Members of Trinity Church lived out the words of the Phillips Brooks’ hymn (as in this contemporary version) “…God imparts to human hearts the glorious love of heaven; No one discerns God’s coming, but in this world of sin, where yearning souls long to be whole, the dear Christ enters in.”
I returned to my hotel with prayers that many congregations would be copy cats. So many have done so, indeed, with goals, mission statements and core values devoted to community outreach.
Twenty years later, our Conference Minister was asked what opportunities were in place to assist families in communities ravaged by floods and mud, hail and wind gales. He replied, “whatever you want to make of it.” His reply provoked the development of a disaster response planning team, the recruitment of hundreds of volunteers over several years, and the rehabilitation of housing in some of the poorest counties in Kentucky and West Virginia.
Youth and their older friends from congregations throughout the conference and neighboring areas, contributed their vacation time or took time off from work, paid their own expenses, spent hours on the road to arrive at work camp destinations in areas far off the usual tourist routes, and worked from early morning sometimes well into the evening, to fix what nature’s ravages and poverty destroyed.
The story you can read here is a recent sample of such servant outreach.
When teenage helpers were interviewed, they revealed personal feelings of being blessed by opportunity to do something worthwhile for others. Their more seasoned grownup companions often commented that of course food banks and thrift shops are vitally important, but rebuilding homes felt like a long lasting benefit. As one leader expressed it, “When we return home, we will leave housing that is sanitary, secure, and safe.”

**INFORMATION SUPPLIED**
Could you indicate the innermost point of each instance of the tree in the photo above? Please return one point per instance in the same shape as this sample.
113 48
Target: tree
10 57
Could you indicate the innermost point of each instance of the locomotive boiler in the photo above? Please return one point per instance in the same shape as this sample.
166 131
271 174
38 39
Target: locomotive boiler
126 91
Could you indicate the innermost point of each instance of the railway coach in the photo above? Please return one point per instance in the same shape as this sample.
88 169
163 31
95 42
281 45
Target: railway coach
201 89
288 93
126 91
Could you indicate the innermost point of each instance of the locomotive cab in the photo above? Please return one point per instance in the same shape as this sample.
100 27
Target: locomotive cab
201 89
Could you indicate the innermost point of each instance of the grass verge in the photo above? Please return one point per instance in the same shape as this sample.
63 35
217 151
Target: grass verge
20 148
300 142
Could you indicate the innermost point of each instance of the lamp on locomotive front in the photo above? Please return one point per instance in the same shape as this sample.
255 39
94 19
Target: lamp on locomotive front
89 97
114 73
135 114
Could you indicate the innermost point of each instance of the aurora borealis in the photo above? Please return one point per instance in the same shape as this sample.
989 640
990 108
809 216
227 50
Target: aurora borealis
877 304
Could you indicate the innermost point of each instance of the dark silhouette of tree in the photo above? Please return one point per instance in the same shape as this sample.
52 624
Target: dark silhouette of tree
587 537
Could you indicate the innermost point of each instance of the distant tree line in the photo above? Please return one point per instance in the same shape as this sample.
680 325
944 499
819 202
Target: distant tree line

**TASK 1**
In the church outreach passage, rewrite the part that opens with "I returned to" and closes with "to community outreach.", swapping "copy cats" for "imitators".
**TASK 2**
Please continue the church outreach passage with the next part, starting after its last sentence.
The rows are separate material and have no connection to the church outreach passage.

**ANSWER 1**
I returned to my hotel with prayers that many congregations would be imitators. So many have done so, indeed, with goals, mission statements and core values devoted to community outreach.

**ANSWER 2**
Homeowners often worked alongside the visiting volunteers, or if unable to because of age or disability or jobs outside the home, they provided snacks and even lunches for the workers. At the end of a work week, they unfailingly remarked not only how grateful they were for the help, but how much hope and peace now marked their days.
Benefits abounded. Volunteers felt like good stewards of their time, energies and resources. Their reward, they said, was to have new friends. Residents, victims of adverse circumstances, felt blessed by repaired houses, but also rejoiced that they were no longer “out of sight, out of mind” in communities deep in the valleys of Appalachia.
Perhaps both stories, the one in Copley Square and the work camps in Appalachia, are images of harvest. The benefits of agricultural harvests extend widely. The farmer recovers the costs of machinery, seed, and labor (hopefully!). The users of the harvested crops eat well, and benefit in so many other ways.
You perhaps have noticed that many poems and songs about harvest time lift up corn and beans, wheat and grapes. Remember Rogers and Hammerstein’s score for the musical Oklahoma? “…the corn is as high as an elephant’s eye, an’ it looks like it’s climbing clear up to the sky!”
The reaping of sky-high corn prompted the Rev. Dr. William Beal, Rector of Brooke, Norfolk, to introduce an end-of-the-harvest-season festival on September 8, 1854, 167 years before this September article is published.
Dr. Beal was annoyed that the completion of harvest was celebrated by rowdy parties of relief that the work of harvesting was done for the season. Instead he encouraged his community to express thanks that the harvest was bountiful. His legacy lives in the thanksgiving celebrations in many other villages throughout Norfolk.
Eugene Peterson neatly offers this advice when he paraphrases John 4:34-35: “As you look around right now, wouldn’t you say that in about four months it will be time to harvest? Well, I’m telling you to open your eyes and take a good look at what’s right in front of you. These … fields are ripe. It’s harvest time!”
Even in these times of distress, dissension, distrust and abusive discourse, the fields are ripe with blessings to celebrate!
Remember, though, before there can be a harvest, seeds have to be planted. Our privilege is to plant seeds of compassion and justice, courage, love, and hope.
Sow the seeds, nurture what grows from them, and rejoice in a harvest of blessings!